When picking socially acceptable coping mechanisms to try out keep in mind the coping mechanisms your dog chooses on his own. Sniffing dogs will love the cookie search, barking dogs will often like chewing, and chronic visitors/greeters do best with doing stuff or stationing. Try out several.
The Big Questions
We ask our dogs to do agility; a totally unnatural thing that by some miracle of human-dog connection many of them enjoy. But in recognizing the adrenaline dump the game (and its environment) provides, we must always ask these three questions:
Have I given my dog a choice?
Be certain that your dog is choosing to play this game. When you get him out of the car, does he head over to the field to walk, or does he want to go to the building? Are you dragging him into the ring, or is it the other way around? At home or in class, do you have to beg or otherwise convince your dog to play agility? Dogs have very few actual choices in their lives. Be honest with yourself and ask, would he choose to do agility with me if given the chance to discuss his options?
Have I provided my dog the capacity to say no?
In the same vein as the first question, we must be sure we have provided our dogs with the opportunity to say no. I like to start with what I call a “yes button” whenever training my young dogs. This can vary from team to team, but for me and my dogs it looks like this: I give my dog his toy as we head out to the training field. I do not ask him to bring the toy back to me. If he brings it back, we train–I don’t reinforce the return of the toy with more toy play, I reinforce it with work (that then earns the toy again). By definition if the dog finds the work reinforcing he will continue to give me that toy when we get to the field, and if he finds the work not reinforcing, he will stop. Simple as that. For dogs that don’t work with toys, I encourage my clients to ask for a simple nose target or some other behavior that is consistently followed by work in the training context (or the run, in the trial context). Again, by definition, the nose target will fade and cease to occur if the work is not reinforcing to the dog. In this, we provide the dog the capacity to tell us if they find the work enjoyable or not.

Data items:
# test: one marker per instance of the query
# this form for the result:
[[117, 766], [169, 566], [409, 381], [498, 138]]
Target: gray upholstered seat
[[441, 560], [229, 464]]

__To do__. Reproduce the passage of the dog agility text that begins at "Be certain that" and stops after "capacity to say no?".

__Final result__.
Be certain that your dog is choosing to play this game. When you get him out of the car, does he head over to the field to walk, or does he want to go to the building? Are you dragging him into the ring, or is it the other way around? At home or in class, do you have to beg or otherwise convince your dog to play agility? Dogs have very few actual choices in their lives. Be honest with yourself and ask, would he choose to do agility with me if given the chance to discuss his options?
Have I provided my dog the capacity to say no?